#### [Textauszug]

● ● ● ● ● ● ●

120.000 Jahre Kälteschlaf Forscher erwecken uraltes Bakterium zum Leben

University Park (RPO). US-Amerikanische Forschern haben ein Bakterium wieder zum Leben erweckt, das 120.000 Jahre lang in einer drei Kilometer tiefen Eisschicht in Grönland im Kälteschlaf schlummerte. Es soll nun Aufschluss über mögliches Leben jenseits der Erde liefern.

 Abbrüche von Gletschern müssen nicht zwingend mit dem Klimawandel zu tun haben.

Abbrüche von Gletschern müssen nicht zwingend mit dem Klimawandel zu tun haben.

Foto: AP, AP

Herminiimonas glaciei, so heißt das bisher unbekannte Bakterium, ist einer von nur fünf bekannten Vertretern der Gattung Herminiimonas, einer Gruppe von Mikroorganismen, die in Mineral- und Quellwasser lebt. H. glaciei ist bisher die einzige Art dieser Gattung, die im grönländischen Eis gefunden wurde.

Durch sein Überleben unter diesen harschen, kalten Bedingungen könnte das Bakterium Aufschluss über die Existenz von Leben auf anderen Planeten geben, glaubt Studienleiterin Jennifer Loveland-Curtze. Sie und ihre Kollegen von der Pennsylvania State University berichten im Fachmagazin International Journal of Systematic and Evolutionary Microbiology (DOI: 10.1099/ijs.0.001685-0) über das neu entdeckte Kleinlebewesen.

Die Forscher brauchten viel Geduld, bis sie Kolonien des pink-braunen Bakteriums zu Gesicht bekamen. Mittels eines Filters für extrem kleine Partikel isolierten sie die Mikrobe aus einer Eisprobe aus 3042 Metern Tiefe und ließen sie bei zwei Grad Celsius sieben Monate lang wachsen. Nach weiteren viereinhalb Monaten hatten sich einige Bakterienkulturen erholt und bildeten dünne und bewegliche Stäbchen. Die Mikroorganismen waren extrem klein - kleiner als viele Viren und etwa 10 bis 50 Mal kleiner als Escherichia coli, ein Bakterium aus dem Darm des Menschen.

● ● ● ● ● ● ●

#### [Angezeigte Einträge]
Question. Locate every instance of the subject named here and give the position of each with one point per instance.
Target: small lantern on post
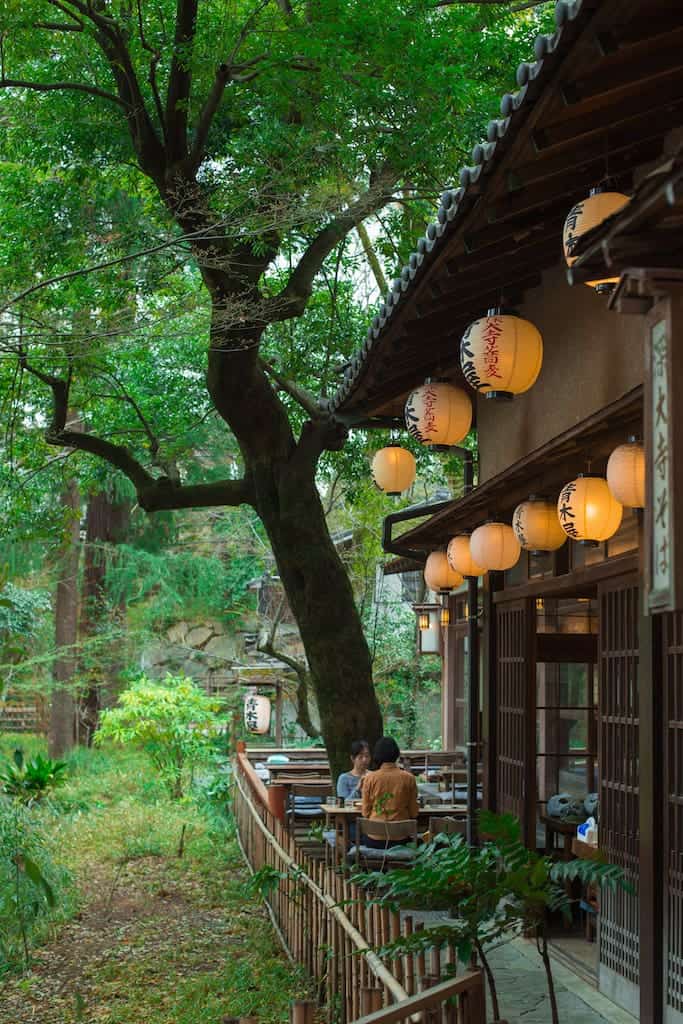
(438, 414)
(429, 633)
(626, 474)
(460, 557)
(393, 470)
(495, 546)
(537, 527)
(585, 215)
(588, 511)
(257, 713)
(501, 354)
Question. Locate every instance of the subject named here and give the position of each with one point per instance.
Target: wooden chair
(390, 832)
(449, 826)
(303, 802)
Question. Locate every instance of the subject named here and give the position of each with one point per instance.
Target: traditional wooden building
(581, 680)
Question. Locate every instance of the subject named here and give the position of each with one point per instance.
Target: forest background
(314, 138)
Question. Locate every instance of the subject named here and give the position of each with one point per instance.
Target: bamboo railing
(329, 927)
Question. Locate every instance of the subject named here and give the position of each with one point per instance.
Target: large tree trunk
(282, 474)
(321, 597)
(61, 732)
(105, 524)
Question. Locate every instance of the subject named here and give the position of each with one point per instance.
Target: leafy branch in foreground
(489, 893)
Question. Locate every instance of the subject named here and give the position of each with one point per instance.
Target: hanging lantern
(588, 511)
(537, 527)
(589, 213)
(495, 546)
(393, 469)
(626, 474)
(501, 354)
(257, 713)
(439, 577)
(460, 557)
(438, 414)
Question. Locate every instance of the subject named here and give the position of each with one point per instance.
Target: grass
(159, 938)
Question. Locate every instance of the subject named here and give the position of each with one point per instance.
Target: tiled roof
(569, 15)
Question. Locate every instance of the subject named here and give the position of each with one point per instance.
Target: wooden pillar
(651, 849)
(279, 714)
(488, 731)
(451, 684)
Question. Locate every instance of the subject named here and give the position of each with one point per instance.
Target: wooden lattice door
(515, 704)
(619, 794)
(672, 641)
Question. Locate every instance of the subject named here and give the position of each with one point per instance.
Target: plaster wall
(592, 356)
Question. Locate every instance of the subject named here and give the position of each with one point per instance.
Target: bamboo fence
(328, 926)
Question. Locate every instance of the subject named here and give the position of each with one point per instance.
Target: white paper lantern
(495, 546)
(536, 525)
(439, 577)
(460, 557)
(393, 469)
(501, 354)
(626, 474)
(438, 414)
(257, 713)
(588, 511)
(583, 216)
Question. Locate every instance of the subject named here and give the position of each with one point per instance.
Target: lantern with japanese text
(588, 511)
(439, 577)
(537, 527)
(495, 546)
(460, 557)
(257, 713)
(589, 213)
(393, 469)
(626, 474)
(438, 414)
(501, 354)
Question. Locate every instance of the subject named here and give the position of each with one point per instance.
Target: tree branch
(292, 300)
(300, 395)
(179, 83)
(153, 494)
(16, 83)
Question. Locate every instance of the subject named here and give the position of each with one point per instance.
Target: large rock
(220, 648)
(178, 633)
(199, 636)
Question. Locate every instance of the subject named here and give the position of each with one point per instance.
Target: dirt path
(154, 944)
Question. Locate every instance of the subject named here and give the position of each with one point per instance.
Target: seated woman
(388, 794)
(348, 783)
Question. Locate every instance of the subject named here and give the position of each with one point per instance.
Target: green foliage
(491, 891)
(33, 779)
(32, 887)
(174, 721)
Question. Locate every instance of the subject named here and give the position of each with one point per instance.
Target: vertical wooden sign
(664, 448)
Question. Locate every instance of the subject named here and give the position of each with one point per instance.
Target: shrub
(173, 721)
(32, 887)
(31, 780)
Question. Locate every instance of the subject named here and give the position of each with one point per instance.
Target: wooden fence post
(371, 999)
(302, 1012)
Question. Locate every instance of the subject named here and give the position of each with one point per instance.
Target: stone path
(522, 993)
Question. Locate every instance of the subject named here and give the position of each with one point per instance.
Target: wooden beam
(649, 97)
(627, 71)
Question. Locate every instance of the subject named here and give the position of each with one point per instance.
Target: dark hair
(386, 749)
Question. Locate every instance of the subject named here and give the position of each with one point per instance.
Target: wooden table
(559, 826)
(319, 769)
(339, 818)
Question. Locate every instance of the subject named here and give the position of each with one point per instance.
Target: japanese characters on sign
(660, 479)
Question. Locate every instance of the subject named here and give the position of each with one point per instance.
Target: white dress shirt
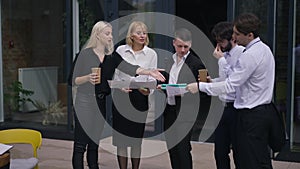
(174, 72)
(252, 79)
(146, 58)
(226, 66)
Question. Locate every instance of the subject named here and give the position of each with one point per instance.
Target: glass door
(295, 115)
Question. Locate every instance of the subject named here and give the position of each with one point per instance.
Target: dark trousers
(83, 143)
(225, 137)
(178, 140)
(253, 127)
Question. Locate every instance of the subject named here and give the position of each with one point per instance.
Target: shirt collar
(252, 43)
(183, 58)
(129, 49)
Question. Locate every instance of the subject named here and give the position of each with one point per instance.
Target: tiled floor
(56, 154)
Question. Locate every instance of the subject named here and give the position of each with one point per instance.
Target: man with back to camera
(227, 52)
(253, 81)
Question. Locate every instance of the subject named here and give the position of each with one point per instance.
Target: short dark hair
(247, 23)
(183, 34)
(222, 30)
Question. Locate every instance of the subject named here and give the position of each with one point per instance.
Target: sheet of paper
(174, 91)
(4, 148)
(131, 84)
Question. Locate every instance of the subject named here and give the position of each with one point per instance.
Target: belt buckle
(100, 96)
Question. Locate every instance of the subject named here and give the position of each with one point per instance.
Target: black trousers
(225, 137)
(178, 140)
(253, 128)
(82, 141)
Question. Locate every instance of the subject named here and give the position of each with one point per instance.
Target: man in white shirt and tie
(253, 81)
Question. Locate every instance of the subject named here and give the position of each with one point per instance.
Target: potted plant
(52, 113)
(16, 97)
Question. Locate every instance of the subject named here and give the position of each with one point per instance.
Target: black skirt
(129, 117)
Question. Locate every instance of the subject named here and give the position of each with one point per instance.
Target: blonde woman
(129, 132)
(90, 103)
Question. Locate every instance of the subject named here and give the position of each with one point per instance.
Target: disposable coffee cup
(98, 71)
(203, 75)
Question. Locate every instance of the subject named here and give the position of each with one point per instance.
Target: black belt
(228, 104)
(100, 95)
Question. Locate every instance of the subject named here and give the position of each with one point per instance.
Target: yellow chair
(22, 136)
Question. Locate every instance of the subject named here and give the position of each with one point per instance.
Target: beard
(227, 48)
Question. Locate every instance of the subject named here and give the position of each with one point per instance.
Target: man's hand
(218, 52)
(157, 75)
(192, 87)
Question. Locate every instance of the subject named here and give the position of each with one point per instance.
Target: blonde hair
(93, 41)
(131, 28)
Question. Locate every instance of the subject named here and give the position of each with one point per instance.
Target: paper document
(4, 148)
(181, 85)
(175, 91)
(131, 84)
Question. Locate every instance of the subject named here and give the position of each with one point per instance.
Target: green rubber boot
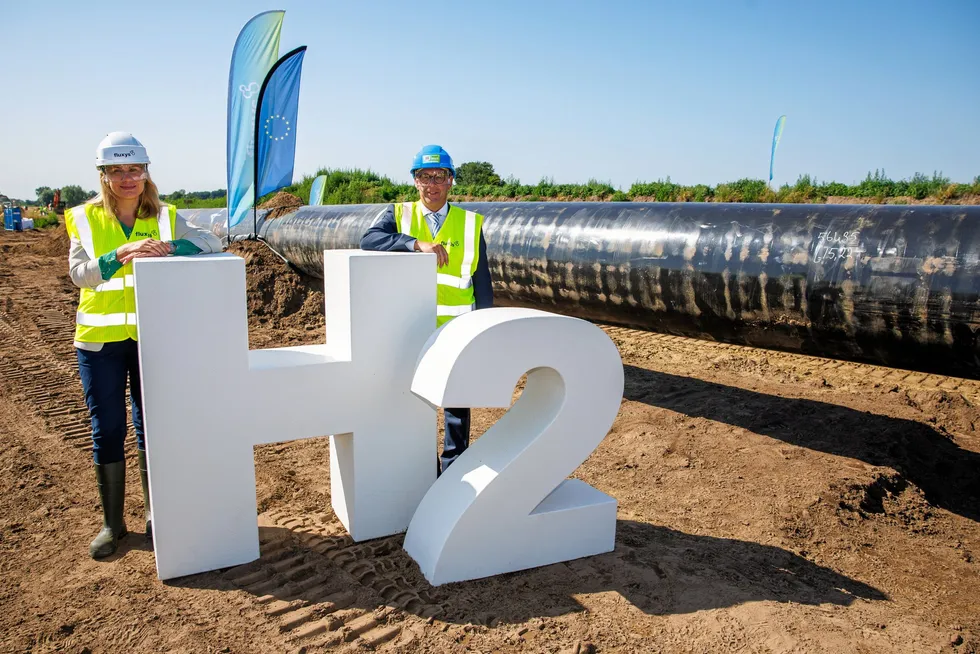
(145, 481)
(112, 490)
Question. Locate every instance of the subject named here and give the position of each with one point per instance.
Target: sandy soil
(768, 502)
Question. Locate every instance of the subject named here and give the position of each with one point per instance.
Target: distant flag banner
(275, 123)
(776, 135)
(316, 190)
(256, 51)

● ● ● ● ● ● ●

#### [Aufgabenstellung]
Wie würdest du den Artikel über das im grönländischen Eis entdeckte Bakterium im Anschluss an seinen letzten Satz fortsetzen? Die Liste spielt hierfür keine Rolle.

#### [Erwartete Ausgabe]
Möglicherweise ist es gerade seine Größe, die das Kleinstlebewesen solange im Eis überleben ließ, sagt Loveland-Curtze. Sie nimmt an, dass Herminiimonas glaciei in feinsten Wasseradern zwischen Eiskristallen gelebt hat. Seine Geißeln hätten ihm möglicherweise geholfen, sich in den Wasseradern fortzubewegen und Nahrung zu finden. Im Eis sind auch Überreste von Pilz- oder Pflanzensporen, anderen Bakterienzellen, Staub und Mineralien eingeschlossen, von denen sich Herminiimonas glaciei ernährt haben könnte. Durch seine geringe Größe konnte das Bakterium möglicherweise einen Platz besetzen, für den die meisten anderen Lebewesen zu groß gewesen wären.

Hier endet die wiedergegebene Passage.